>> Start Page text
From Publishers Weekly

Spectacular scenes of chaos and horror in a flood-drenched Chattanooga invigorate Priest's third Eden Moore fantasy (after 2006's Wings to the Kingdom). A devastating storm swells the Tennessee River to dam-breaking levels on the eve of Eden's planned move into a new riverside apartment complex. With the gushing waters comes a tide of corpses sunk in the river for more than a century, now animated and organized by a malignant force with an inscrutable purpose. When psychic investigator Eden realizes that the zombie army is converging on historic Read House, she draws a connection to the ghost of Caroline Read, who haunts the building trying to resolve a hushed-up 19th-century atrocity. Although talky and too dependent on convenient last-minute information, Priest's tale crackles with action and occult thrills, especially in the scenes of the inundated city reeling under the double assault of Mother Nature and the supernatural. Fans will find this her most assured outing yet. (Oct.)
Copyright © Reed Business Information, a division of Reed Elsevier Inc. All rights reserved.

Review

"A remarkably assured debut, a creepy modern-day Southern gothic that doesn't rely on cliché but delivers an emotionally powerful tale of self-discovery and the supernatural." --San Francisco Chronicle on Four and Twenty Blackbirds
 
"Wings to the Kingdom is not precisely a sequel, but a second chapter set in Eden's overlapping worlds--Priest's beautifully detailed culture of the South, and the world of the dead: immediately adjacent, and always visible to Eden. Wings is more firmly based in the physical world than Blackbirds was, but it's every bit as fascinating. Once again, Priest succeeds in making her story both straightforward and exquisitely strange." --Green Man Review
 
"Priest kills as a stylist. Debut novel? You could have fooled me. Four and Twenty Blackbirds feels like it was written by an author with the assurance and experience of already having many books under her belt . . . . the book has everything going for it and you should definitely pick up a copy to see for yourself."  --Charles De Lint, Fantasy & Science Fiction on Four and Twenty Blackbirds
 
"There's mystical, sultry appeal in the thick Chattanooga atmosphere and strong characterizations (Eden's tongue is as sharp as the heels of her signature black boots), and a mixed-race heroine lends welcome diversity to a genre well populated with porcelain-complected heroines.... Girl-goths will devour this whole, but also suggest it as a larky follow-up to forced readings of Harper Lee, William Faulkner, and the like." -Booklist on Four and Twenty Blackbirds
 
"The classic Southern gothic gets an edgy modern makeover in Priest's debut novel about a young woman's investigation into the truth of her origins.... Eden is a heroine for the aging Buffy crowd." --Publishers Weekly on Four and Twenty Blackbirds
 
"Wonderful. Enchanting. Amazing and original fiction that will satisfy that buttery Southern taste, as well as that biting aftertaste of the dark side. I loved it." --Joe R. Lansdale, Bram Stoker and Edgar Award-winning author of The Bottoms, on Four and Twenty Blackbirds

Book Description

Down by the river, the first to go missing were not much lamented. Disappearances of homeless men foraging through trash or nuisance skater kids who rolled their boards along the planked piers at night were not noteworthy enough to delay the city's development projects.
>> End Page text
* _Stated task 1_: Below are records with pixel coordinates as answers. Starting with the line containing "For the test set, locate each instance of the elderly" and going on through the line containing "For the test set, locate each instance of the person", write those lines out again, including the requests, with every coordinate value raised by 36, and leave out the pictures.
>> Start Provided records
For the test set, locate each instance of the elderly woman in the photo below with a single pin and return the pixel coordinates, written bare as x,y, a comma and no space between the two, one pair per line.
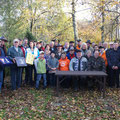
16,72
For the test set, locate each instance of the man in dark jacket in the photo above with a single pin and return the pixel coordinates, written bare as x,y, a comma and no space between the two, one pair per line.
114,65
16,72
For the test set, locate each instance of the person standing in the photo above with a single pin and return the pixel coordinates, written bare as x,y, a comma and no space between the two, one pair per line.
>> End Provided records
>> Start Provided records
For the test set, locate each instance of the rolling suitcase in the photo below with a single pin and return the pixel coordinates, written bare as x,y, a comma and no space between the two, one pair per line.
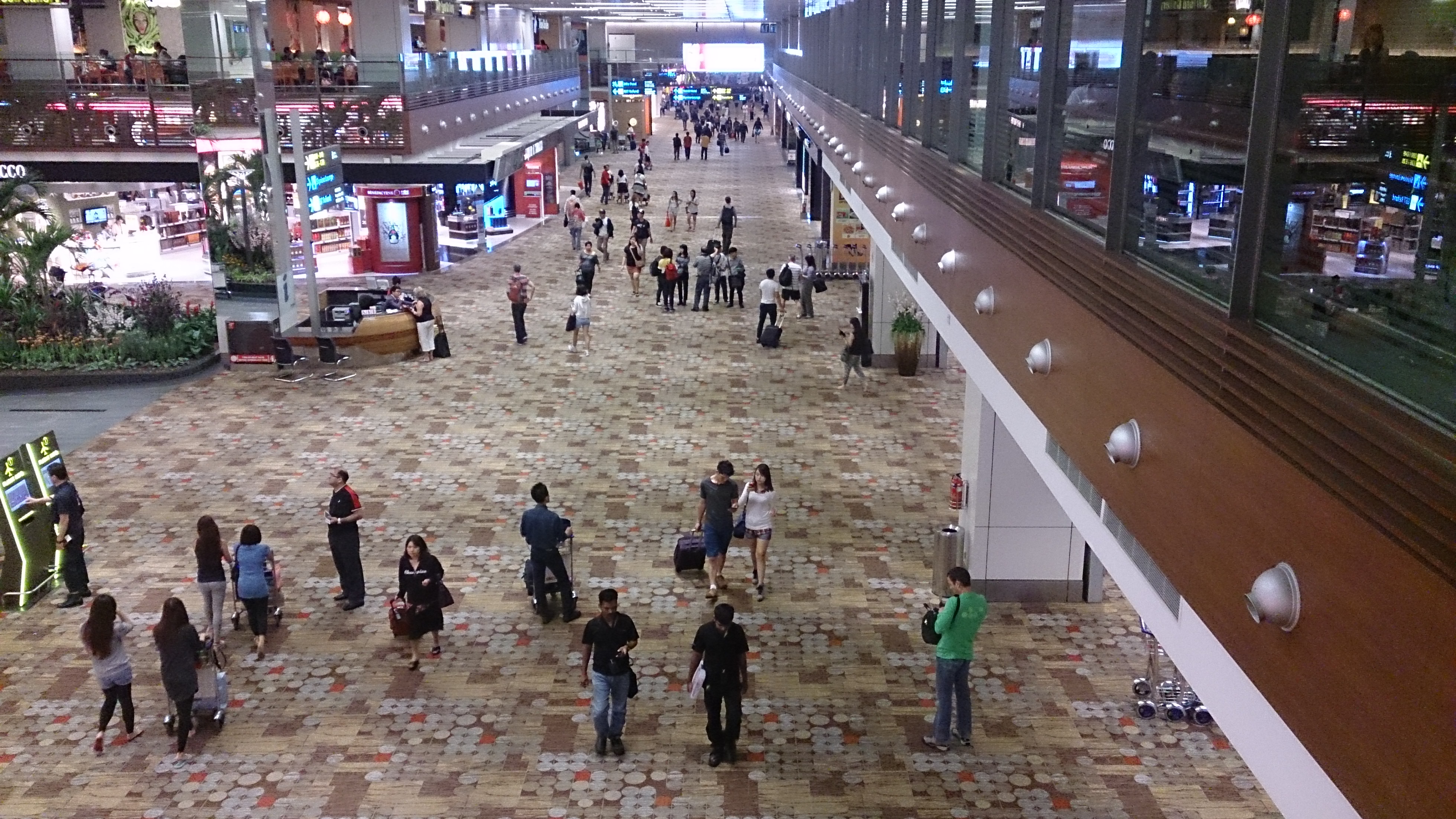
>> End Provided records
>> Start Provided records
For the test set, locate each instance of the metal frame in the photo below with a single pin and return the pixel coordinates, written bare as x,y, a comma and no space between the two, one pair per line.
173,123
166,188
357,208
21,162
>> End Provided records
* _Stated task 2_: In the book review page, copy word for word the passage starting with "Book Description" and going on through "city's development projects.".

* _Written reply 1_:
For the test set, locate each instance of the elderly woman in the photo below with a single pin and return the pixel coordinates, written bare as x,y, a comma and no space between the two, one pair per line.
52,108
For the test set, locate each instance of the man in dark jacket in the photo above with a single pin and return the pixel coordinates, written bare as x,y, a comma and no space between the two, one pair per line.
150,101
52,108
For the test set, locate each instance of the person standing in the photo above with a single pin and return the pixel coordinates, written bare as x,y, a comma and no space between the two, one pair per line.

* _Written reply 2_:
Book Description

Down by the river, the first to go missing were not much lamented. Disappearances of homeless men foraging through trash or nuisance skater kids who rolled their boards along the planked piers at night were not noteworthy enough to delay the city's development projects.